Prompt:
Lay out the stretch of the data from the line containing "street sign, as pixel coordinates." through the end of the data as a numbered list, one entry per line, with any blank lines dropped.

Dataset excerpts:
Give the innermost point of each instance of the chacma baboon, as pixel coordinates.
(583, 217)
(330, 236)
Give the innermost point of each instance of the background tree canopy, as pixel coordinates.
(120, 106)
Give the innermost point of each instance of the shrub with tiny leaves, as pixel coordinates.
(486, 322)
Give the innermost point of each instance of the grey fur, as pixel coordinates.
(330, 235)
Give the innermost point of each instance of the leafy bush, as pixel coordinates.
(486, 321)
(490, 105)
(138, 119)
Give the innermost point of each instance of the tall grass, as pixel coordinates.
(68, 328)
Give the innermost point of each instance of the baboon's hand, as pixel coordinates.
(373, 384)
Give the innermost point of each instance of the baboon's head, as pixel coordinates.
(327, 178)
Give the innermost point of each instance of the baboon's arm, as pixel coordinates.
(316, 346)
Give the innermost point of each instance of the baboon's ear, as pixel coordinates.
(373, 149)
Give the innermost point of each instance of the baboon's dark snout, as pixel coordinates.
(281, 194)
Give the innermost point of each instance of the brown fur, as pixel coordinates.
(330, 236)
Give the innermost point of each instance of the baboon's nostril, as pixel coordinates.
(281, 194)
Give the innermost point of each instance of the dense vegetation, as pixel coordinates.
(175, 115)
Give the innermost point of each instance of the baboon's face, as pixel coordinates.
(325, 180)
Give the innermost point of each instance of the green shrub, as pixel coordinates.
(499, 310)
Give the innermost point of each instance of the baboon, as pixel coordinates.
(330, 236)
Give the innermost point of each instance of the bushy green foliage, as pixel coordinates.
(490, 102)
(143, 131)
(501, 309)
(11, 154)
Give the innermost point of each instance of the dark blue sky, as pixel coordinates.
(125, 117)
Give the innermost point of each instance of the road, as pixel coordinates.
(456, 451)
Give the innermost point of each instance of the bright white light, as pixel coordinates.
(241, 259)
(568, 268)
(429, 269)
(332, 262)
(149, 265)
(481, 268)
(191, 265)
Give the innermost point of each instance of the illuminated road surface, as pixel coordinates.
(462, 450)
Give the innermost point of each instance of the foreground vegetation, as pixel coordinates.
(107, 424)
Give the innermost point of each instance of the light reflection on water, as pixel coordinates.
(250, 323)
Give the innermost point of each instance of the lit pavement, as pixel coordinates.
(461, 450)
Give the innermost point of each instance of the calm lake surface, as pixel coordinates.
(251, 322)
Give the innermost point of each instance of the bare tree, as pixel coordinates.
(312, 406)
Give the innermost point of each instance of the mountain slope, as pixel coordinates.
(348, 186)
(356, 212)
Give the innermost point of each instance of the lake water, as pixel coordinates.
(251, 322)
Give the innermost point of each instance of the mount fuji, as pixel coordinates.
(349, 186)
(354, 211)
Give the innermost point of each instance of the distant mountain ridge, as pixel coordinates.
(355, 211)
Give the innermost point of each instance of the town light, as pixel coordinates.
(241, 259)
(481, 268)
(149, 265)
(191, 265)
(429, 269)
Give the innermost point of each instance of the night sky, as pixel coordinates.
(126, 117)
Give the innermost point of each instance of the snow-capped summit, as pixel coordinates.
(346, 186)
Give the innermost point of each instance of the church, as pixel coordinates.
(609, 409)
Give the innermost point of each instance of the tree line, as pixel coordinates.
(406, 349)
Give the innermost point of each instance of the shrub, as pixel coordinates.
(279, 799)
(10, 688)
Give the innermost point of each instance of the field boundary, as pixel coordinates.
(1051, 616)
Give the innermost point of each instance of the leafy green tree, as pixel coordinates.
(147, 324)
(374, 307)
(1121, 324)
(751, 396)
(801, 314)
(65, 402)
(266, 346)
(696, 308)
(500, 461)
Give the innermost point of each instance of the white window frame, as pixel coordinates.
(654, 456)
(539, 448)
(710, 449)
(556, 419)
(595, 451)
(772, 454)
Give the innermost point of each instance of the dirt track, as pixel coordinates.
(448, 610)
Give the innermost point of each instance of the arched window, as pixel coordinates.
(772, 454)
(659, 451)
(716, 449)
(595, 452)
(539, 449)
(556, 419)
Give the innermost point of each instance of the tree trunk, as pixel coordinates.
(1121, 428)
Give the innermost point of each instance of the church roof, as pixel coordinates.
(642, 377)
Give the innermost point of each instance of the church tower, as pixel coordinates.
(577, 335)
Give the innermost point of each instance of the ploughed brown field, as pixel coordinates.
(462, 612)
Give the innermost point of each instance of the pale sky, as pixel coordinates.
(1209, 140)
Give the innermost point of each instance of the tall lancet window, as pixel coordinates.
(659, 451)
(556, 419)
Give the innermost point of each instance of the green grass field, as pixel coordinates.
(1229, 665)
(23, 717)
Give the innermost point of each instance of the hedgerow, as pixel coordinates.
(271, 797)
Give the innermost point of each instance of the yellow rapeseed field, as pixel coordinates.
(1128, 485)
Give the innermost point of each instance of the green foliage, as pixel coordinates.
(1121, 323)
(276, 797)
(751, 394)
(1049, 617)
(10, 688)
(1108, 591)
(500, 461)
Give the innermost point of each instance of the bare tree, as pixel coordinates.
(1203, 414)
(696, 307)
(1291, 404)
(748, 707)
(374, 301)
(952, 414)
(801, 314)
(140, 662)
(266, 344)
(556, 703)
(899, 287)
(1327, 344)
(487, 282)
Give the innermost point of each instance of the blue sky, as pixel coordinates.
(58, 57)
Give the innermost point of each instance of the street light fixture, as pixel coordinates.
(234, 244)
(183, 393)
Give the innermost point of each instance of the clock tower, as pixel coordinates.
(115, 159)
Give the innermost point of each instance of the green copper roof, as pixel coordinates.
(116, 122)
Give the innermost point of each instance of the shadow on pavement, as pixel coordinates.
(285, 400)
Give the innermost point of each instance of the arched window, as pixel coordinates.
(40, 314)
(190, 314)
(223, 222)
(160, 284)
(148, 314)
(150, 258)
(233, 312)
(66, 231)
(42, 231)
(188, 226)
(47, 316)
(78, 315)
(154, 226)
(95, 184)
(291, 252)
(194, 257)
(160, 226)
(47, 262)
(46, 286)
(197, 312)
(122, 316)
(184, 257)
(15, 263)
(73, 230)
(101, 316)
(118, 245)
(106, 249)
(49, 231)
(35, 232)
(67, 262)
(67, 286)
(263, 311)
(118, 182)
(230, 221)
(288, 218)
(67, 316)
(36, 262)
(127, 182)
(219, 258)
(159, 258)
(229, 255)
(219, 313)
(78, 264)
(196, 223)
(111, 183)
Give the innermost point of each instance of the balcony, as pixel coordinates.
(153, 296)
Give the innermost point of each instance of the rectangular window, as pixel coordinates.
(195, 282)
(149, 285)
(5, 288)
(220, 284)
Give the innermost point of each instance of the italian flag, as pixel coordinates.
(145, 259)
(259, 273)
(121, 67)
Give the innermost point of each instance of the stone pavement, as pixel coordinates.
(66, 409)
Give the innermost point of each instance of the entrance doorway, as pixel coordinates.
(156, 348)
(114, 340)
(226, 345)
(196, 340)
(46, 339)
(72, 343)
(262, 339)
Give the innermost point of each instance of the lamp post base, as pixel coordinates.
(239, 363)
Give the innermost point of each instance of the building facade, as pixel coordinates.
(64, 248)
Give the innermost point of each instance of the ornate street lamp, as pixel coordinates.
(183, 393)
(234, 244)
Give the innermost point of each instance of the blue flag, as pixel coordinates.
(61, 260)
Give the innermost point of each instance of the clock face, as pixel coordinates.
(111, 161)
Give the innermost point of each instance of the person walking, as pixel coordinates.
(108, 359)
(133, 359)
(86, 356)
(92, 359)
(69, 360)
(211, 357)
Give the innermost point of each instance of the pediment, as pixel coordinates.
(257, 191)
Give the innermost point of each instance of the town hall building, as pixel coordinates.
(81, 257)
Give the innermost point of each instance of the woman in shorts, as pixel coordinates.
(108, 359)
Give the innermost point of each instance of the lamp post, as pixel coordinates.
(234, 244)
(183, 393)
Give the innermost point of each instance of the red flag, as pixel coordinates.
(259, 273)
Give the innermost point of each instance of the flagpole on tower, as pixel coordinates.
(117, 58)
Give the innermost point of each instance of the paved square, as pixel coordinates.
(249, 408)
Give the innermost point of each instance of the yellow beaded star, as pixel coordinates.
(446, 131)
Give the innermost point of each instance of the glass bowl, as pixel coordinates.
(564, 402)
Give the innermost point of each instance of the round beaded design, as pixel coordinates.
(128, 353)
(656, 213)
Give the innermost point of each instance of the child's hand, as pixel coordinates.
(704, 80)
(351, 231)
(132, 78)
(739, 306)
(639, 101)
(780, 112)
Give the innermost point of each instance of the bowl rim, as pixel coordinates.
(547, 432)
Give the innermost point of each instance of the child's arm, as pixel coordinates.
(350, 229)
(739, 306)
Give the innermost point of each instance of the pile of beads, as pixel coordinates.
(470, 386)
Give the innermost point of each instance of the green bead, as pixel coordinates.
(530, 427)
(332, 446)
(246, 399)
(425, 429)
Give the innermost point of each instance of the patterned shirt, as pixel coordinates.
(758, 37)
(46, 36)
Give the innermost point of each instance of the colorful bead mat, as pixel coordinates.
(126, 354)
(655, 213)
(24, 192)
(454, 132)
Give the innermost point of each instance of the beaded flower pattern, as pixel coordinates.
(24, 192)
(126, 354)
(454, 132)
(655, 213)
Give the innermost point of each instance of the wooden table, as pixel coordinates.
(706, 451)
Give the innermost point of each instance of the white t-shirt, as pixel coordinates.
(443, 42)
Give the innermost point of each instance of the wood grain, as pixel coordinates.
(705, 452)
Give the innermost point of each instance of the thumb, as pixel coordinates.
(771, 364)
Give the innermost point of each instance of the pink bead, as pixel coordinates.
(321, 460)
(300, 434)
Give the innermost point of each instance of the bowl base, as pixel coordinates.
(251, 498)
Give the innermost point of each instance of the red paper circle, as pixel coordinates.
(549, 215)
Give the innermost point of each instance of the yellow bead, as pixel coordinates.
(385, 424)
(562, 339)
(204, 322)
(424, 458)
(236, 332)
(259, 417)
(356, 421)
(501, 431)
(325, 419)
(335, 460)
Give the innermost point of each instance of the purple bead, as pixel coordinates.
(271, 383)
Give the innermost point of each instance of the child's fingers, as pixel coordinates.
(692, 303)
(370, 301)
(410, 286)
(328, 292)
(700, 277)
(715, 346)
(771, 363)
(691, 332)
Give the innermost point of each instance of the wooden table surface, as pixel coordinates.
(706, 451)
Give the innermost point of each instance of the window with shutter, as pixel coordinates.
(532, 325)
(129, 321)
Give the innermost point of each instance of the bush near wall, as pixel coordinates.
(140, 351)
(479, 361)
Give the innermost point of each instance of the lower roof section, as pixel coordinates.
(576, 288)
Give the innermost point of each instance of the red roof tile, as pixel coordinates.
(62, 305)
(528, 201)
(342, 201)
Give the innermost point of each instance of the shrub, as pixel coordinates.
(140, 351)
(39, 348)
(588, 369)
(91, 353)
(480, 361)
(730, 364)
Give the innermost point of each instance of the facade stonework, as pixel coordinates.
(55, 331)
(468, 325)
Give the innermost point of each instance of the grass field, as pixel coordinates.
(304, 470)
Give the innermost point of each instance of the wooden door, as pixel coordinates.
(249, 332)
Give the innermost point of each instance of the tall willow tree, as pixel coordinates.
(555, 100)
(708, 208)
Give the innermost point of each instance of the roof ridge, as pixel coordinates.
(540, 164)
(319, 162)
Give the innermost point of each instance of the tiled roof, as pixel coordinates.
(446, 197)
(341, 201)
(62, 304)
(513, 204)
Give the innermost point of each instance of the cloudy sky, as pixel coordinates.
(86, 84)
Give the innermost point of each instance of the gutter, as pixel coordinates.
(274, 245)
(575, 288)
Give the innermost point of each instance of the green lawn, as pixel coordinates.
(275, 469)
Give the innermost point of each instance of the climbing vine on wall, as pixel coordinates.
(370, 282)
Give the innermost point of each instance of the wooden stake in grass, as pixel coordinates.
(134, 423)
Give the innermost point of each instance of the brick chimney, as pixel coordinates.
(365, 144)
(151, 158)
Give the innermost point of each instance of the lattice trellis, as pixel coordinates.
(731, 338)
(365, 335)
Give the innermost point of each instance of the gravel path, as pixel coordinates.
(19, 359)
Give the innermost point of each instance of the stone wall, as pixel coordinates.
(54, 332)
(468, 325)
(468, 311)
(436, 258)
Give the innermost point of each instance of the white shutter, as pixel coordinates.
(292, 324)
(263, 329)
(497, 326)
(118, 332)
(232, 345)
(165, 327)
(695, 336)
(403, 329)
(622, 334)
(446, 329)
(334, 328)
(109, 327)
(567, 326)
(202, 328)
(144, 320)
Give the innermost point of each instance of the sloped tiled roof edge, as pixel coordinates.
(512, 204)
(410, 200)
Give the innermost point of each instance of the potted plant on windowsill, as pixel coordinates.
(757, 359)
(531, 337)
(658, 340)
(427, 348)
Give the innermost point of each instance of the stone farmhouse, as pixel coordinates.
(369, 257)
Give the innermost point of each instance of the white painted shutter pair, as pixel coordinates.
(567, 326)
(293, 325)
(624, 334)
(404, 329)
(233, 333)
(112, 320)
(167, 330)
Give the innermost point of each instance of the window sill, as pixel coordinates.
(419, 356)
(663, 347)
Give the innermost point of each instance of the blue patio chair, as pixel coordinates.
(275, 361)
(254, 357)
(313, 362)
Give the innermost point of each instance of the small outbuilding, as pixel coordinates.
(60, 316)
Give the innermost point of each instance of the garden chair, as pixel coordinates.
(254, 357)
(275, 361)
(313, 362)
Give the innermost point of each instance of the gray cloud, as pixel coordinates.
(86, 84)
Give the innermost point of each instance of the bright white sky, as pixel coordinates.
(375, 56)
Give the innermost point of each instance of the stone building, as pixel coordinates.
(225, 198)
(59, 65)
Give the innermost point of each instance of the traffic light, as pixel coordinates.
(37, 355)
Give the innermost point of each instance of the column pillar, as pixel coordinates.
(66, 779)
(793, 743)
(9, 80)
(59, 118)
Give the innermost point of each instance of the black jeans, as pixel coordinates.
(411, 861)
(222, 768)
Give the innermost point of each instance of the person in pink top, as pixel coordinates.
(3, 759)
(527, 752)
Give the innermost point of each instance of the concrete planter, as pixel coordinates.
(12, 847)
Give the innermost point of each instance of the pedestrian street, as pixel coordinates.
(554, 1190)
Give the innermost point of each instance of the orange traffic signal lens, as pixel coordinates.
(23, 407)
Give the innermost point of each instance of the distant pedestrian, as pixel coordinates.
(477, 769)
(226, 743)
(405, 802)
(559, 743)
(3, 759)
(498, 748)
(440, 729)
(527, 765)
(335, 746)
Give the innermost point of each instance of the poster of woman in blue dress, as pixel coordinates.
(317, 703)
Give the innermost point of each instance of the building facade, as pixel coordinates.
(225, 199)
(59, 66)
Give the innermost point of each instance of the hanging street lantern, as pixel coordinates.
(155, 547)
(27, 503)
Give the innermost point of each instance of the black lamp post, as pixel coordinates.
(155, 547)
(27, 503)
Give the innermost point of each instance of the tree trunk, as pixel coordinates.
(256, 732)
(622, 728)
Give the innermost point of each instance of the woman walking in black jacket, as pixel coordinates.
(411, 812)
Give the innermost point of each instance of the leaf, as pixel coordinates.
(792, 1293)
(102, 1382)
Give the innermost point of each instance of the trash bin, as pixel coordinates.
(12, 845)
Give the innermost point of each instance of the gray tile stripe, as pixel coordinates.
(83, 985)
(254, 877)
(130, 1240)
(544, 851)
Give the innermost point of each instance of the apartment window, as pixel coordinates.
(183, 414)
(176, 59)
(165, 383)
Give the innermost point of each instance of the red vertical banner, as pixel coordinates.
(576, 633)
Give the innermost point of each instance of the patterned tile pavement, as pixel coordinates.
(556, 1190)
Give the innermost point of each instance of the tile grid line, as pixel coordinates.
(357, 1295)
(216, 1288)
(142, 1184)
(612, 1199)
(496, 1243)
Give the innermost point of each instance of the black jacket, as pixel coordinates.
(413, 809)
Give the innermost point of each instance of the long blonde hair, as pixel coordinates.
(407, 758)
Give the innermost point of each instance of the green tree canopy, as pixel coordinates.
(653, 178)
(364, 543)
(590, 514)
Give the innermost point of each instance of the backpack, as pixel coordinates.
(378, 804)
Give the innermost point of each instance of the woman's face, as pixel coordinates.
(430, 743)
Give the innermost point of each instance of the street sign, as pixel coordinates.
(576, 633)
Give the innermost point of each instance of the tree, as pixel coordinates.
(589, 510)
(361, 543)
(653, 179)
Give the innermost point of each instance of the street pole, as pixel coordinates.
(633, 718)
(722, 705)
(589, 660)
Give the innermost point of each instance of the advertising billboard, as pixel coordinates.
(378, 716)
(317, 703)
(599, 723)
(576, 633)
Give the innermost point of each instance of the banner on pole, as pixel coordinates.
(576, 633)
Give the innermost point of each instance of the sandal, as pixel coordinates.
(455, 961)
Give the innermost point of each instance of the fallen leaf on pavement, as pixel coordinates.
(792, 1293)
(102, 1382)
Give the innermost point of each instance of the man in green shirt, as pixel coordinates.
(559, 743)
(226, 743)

Answer to this problem:
1. Give the innermost point of each instance of the street sign, as pixel coordinates.
2. (576, 633)
3. Give the innermost point of each instance of the tree, as pixel coordinates.
4. (589, 510)
5. (361, 543)
6. (653, 179)
7. Give the innermost point of each instance of the street pole, as pixel coordinates.
8. (633, 718)
9. (722, 705)
10. (589, 660)
11. Give the innermost point of each instance of the advertising billboard, as pixel coordinates.
12. (378, 716)
13. (317, 703)
14. (599, 723)
15. (576, 633)
16. Give the innermost point of each instance of the banner on pole, as pixel coordinates.
17. (576, 633)
18. Give the innermost point of each instance of the sandal, as pixel coordinates.
19. (455, 961)
20. Give the innermost point of each instance of the fallen leaf on pavement, as pixel coordinates.
21. (792, 1293)
22. (102, 1382)
23. Give the innermost point of each instance of the man in green shirt, as pixel coordinates.
24. (559, 743)
25. (226, 743)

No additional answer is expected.